작업 지시
아래 데이터에서 "floating"라는 단어가 포함된 줄만 걸러 내어 모두 옮겨 적으세요.
________
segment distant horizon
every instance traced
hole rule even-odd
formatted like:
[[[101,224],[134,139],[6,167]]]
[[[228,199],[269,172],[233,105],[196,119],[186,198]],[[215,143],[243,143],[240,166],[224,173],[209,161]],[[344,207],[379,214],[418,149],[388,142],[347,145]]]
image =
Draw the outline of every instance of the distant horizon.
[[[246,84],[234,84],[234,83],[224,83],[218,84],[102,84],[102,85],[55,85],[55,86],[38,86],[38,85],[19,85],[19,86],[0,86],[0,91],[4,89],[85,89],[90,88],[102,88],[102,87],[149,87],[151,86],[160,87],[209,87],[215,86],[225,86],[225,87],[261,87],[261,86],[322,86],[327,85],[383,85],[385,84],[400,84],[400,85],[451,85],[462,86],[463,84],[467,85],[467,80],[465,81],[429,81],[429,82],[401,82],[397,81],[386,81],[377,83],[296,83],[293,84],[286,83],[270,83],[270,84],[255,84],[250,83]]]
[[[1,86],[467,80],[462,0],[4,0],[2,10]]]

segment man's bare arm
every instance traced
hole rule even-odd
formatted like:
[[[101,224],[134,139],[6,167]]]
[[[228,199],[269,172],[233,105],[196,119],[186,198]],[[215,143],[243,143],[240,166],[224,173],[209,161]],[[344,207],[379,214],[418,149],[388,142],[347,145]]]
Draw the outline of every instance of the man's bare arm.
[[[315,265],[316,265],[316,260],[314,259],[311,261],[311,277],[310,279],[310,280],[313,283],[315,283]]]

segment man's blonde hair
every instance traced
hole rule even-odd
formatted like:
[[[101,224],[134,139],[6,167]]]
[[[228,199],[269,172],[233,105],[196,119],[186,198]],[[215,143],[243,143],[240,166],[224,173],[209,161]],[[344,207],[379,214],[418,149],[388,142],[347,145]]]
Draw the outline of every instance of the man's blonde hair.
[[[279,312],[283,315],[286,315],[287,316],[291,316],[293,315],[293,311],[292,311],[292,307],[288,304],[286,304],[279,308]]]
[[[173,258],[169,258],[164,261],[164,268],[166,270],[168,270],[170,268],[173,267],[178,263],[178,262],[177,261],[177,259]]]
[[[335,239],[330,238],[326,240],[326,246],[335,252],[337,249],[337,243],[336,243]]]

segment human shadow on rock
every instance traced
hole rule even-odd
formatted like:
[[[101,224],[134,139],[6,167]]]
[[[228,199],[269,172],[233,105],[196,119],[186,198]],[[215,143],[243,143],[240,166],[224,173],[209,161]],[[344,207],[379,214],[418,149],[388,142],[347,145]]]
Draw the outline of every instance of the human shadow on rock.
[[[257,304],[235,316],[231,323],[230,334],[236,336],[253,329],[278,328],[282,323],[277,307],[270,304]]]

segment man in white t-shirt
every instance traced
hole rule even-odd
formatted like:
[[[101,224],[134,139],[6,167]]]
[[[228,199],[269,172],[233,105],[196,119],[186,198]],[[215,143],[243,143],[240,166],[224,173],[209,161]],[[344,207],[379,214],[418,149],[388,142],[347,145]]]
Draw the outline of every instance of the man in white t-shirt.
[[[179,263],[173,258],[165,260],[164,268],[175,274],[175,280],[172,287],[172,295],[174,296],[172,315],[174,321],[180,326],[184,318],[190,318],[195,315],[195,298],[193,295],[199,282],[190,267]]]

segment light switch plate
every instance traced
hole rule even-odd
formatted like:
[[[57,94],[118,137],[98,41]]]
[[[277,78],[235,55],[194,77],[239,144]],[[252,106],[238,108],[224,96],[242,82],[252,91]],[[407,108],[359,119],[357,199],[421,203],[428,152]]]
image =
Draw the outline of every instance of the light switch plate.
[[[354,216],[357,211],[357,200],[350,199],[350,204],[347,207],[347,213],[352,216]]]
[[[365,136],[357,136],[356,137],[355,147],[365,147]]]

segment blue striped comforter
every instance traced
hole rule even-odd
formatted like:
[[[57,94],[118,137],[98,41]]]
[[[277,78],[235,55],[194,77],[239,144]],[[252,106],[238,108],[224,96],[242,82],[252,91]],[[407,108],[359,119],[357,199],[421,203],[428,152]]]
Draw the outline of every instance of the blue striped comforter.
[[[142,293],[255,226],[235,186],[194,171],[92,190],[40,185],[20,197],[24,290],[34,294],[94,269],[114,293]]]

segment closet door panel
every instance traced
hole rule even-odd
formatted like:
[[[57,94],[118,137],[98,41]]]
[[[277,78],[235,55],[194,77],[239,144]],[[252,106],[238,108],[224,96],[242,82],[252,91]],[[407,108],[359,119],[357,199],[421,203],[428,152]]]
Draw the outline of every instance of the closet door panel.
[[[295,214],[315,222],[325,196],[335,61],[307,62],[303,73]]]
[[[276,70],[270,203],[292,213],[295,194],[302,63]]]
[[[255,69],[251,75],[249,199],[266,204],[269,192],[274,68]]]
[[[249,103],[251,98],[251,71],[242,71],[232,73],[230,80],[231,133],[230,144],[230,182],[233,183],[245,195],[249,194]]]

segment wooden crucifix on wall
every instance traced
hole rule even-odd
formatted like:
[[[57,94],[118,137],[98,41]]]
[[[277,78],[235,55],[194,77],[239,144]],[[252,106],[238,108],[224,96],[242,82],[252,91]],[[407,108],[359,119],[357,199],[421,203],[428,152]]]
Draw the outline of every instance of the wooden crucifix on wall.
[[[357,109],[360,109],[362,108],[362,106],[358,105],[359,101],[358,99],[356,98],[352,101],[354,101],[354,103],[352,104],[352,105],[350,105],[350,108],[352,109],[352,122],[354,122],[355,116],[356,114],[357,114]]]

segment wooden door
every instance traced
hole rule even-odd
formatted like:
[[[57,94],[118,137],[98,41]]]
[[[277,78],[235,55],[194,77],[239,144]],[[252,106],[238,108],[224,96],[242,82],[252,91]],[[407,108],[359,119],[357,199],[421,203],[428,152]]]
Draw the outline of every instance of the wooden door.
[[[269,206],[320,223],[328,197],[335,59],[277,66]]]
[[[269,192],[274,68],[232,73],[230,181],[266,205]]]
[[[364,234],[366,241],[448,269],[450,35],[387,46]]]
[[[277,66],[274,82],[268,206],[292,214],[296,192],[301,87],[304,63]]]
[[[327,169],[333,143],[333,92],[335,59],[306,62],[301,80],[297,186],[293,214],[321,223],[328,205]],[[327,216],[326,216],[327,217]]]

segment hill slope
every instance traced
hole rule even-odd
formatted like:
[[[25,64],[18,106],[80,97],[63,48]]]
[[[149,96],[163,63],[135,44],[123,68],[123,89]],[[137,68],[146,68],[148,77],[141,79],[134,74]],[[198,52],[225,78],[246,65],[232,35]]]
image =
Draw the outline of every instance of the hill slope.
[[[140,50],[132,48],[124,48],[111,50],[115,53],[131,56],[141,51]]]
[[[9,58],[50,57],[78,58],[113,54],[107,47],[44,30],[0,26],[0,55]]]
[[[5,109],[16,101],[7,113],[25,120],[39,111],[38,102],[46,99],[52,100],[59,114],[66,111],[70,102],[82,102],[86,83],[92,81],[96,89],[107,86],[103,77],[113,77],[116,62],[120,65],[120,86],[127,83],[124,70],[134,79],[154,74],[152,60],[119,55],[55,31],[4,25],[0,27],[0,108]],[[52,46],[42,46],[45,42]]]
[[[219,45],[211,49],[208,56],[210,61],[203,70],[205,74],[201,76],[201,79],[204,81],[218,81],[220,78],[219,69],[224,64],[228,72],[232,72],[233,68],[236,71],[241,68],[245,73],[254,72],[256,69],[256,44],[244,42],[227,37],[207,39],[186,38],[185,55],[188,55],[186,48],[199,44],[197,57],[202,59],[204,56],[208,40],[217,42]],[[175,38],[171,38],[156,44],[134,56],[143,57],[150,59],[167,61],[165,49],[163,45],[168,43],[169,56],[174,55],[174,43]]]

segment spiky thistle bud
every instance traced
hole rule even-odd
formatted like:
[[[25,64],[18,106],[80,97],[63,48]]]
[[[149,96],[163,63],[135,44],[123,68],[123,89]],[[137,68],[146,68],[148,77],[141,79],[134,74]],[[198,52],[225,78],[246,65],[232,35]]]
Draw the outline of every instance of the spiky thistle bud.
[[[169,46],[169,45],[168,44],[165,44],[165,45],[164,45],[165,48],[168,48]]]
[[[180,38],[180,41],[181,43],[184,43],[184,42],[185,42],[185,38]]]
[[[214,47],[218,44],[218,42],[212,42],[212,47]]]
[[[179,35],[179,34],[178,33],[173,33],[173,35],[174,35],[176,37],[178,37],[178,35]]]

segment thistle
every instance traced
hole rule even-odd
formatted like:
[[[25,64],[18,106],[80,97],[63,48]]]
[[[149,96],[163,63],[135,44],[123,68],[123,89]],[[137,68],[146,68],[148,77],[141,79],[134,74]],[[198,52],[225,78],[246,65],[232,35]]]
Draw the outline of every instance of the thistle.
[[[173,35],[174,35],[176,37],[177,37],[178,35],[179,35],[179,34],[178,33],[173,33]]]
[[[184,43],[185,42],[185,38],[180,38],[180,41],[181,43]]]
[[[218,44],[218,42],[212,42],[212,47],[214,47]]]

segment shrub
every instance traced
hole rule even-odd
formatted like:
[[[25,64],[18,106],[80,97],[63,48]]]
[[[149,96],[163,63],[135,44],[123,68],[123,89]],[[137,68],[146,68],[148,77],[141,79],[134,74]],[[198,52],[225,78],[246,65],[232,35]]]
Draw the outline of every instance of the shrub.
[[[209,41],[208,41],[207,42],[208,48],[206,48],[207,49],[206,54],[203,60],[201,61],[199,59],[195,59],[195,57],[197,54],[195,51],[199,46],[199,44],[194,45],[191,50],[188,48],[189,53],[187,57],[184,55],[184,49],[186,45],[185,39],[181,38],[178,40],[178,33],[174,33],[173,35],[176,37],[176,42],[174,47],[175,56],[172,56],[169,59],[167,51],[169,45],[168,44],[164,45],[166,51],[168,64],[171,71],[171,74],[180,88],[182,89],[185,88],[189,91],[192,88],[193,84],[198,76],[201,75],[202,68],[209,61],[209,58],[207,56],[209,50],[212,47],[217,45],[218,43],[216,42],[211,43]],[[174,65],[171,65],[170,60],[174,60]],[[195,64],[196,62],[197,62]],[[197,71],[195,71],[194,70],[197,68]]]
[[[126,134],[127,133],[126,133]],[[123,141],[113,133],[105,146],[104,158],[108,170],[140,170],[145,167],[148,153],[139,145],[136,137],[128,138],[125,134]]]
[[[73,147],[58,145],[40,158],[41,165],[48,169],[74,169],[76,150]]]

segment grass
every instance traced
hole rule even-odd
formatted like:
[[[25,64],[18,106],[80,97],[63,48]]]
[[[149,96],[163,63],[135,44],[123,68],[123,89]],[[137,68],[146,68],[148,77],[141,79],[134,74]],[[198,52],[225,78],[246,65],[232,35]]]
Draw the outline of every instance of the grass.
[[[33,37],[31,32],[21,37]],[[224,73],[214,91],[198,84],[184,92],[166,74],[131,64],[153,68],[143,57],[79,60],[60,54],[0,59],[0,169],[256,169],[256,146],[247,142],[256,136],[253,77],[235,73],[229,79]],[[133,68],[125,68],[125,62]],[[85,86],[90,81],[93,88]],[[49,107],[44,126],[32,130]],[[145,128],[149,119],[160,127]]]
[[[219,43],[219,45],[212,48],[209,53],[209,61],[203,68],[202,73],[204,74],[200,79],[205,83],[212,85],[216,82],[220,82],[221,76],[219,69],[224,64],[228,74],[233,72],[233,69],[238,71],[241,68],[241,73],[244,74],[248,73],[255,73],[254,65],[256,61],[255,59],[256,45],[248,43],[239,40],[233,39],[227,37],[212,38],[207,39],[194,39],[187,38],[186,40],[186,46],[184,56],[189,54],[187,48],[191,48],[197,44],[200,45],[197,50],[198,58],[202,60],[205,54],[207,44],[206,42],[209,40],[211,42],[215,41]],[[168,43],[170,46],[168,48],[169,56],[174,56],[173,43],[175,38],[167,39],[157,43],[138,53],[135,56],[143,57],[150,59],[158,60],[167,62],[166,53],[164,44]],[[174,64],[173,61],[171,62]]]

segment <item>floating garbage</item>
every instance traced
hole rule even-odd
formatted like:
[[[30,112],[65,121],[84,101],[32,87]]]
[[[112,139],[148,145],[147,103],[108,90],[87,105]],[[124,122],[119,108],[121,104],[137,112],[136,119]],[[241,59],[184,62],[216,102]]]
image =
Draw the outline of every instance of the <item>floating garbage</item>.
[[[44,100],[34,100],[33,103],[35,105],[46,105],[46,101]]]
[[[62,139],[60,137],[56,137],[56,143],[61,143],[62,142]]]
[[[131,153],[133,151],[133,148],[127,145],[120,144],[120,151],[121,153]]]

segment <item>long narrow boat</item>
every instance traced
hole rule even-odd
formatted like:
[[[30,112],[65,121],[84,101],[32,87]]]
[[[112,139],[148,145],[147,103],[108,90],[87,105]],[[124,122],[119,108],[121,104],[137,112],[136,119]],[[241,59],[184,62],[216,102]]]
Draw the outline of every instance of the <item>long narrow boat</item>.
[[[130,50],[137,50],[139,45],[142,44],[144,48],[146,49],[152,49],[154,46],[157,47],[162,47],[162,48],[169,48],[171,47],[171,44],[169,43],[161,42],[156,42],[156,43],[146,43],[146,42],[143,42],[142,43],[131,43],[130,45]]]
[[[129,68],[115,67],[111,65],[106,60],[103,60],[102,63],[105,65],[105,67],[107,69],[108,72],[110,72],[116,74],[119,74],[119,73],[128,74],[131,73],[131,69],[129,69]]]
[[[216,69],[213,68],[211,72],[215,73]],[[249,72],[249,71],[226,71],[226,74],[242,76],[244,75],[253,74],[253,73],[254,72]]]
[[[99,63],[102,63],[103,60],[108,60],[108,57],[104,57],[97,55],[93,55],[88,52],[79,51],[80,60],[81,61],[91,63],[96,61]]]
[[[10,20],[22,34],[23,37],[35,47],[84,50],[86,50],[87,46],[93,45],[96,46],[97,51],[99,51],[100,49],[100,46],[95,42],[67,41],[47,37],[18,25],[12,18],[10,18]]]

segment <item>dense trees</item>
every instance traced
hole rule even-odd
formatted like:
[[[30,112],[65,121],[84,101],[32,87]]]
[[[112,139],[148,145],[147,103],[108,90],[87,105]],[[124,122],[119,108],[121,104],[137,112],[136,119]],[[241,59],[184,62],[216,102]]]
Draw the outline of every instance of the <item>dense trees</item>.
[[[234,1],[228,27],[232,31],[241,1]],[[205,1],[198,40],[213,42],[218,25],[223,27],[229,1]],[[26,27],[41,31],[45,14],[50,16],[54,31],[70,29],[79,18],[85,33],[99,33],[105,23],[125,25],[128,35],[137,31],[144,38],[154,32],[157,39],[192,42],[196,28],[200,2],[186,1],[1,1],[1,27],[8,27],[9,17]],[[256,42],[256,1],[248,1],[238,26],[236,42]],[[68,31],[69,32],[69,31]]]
________
실습 결과
segment <item>floating garbage</item>
Draw the outline of every instance of the <item>floating garbage</item>.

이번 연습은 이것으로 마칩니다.